Selected extract
"""
5 ANY and ALL Operator
Do I need more operators if I already have IN? Yes, because there is a very important difference between ANY/ALL and IN:
- With ANY or ALL you must place an =, <>, <, >, <=, or >= operator before ANY/ALL.
- But with the IN operator you cannot use =, <>, <, >, <=, or >=.
To get the last shown outputs (using EXISTS and IN) with ANY, I have to write the syntax as follows:
SELECT DISTINCT Tai_lNum
FROM flight
WHERE Tai_lNum = ANY (SELECT Tai_lNum
FROM flight_add_info
WHERE flight_add_info.Tai_lNum = flight.Tai_lNum)
;
To understand ANY and ALL even better, let’s consider the following example (dataset customers):
SELECT *
FROM customers
;
Let’s take a look at the people (we only let the age of the people output) whose income is greater than 5,000.
SELECT Age
FROM customers
WHERE Salary > 5000
;
Now we use ANY once and ALL once in the WHERE statement:
SELECT *
FROM customers
WHERE Age > ANY(SELECT Age
FROM customers
WHERE Salary > 5000)
;
All persons whose age is greater than 23 or 27 are output here.
Now with ALL:
SELECT *
FROM customers
WHERE Age > ALL(SELECT Age
FROM customers
WHERE Salary > 5000)
;
Only persons whose age is greater than 27 are output here.
Here again IN, ANY and ALL in a nutshell:
- IN: Equals to Anything in the List
- ANY: Compares Value to Each Value Returned by the Sub Query
- ALL: Compares Value To Every Value Returned by the Sub Query
6 Conclusion
In this post I have shown how to create subqueries and use them with
- EXISTS
- IN
- ANY and
- ALL
"""
Objective
According to the SQL subquery excerpt, which comparison operators must come before ANY or ALL? List all of them.

Object pointing dataset rows
"""
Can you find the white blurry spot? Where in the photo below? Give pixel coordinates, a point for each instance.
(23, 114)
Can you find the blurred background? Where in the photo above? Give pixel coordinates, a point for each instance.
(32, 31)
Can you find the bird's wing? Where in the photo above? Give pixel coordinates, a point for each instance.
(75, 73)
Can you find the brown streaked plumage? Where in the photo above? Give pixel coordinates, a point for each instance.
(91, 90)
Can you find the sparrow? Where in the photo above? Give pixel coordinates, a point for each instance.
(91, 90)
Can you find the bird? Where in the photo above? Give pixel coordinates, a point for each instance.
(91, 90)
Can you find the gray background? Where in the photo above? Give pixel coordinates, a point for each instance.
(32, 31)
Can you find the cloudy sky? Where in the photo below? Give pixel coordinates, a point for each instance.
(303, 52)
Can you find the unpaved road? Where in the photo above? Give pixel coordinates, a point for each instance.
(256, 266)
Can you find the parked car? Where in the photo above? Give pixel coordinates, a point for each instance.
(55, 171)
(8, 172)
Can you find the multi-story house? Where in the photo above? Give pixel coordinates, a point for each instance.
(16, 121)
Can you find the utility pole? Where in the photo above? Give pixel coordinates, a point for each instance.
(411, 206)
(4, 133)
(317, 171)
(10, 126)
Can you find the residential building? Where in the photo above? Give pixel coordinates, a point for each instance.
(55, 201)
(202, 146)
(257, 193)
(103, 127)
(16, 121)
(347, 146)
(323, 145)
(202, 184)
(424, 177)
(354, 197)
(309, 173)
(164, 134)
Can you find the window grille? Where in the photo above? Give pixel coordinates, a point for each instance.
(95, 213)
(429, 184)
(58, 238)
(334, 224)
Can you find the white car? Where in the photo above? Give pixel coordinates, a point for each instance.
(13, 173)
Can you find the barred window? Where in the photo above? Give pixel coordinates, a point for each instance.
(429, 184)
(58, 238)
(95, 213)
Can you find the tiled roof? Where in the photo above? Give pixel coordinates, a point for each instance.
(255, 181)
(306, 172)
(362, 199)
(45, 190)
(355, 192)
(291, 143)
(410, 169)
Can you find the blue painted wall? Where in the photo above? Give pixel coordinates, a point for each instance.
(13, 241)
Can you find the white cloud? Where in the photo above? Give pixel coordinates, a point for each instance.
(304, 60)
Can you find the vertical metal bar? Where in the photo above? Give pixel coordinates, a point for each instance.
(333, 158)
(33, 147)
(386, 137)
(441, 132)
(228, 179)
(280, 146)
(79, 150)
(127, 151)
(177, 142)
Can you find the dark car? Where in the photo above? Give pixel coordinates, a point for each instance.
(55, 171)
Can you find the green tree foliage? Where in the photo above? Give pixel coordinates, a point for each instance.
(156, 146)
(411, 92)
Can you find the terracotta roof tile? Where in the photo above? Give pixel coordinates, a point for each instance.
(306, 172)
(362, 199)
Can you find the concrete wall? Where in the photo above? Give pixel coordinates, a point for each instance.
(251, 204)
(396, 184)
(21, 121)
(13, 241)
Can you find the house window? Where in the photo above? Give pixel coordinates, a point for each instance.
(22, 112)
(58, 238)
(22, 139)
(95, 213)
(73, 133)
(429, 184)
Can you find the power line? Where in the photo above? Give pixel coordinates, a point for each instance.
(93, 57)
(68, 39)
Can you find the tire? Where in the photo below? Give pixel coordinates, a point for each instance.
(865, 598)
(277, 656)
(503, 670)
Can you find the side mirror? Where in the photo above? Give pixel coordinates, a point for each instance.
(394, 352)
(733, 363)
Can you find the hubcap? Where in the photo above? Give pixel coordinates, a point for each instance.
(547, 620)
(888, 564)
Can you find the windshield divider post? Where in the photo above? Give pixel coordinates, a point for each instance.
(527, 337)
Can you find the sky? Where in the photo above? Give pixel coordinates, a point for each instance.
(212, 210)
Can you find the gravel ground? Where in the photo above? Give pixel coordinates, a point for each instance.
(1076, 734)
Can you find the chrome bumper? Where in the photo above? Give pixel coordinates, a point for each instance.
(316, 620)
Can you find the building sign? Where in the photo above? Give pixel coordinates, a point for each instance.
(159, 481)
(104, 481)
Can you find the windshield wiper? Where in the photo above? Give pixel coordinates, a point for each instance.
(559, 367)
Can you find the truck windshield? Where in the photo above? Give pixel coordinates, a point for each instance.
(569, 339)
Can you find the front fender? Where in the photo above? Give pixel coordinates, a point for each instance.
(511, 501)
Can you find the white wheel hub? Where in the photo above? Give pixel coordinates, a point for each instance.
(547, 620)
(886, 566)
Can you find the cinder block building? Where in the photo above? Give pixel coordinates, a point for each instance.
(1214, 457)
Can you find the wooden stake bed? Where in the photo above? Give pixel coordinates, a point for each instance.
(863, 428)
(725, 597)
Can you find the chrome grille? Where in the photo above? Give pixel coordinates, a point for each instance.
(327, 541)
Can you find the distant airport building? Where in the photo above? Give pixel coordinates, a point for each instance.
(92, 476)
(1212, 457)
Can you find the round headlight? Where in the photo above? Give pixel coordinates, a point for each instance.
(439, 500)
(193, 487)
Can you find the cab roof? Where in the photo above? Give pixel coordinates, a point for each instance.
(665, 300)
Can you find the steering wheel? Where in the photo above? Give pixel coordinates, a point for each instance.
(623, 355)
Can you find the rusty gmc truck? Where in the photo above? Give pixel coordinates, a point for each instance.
"""
Task output
=, <>, <, >, <=, >=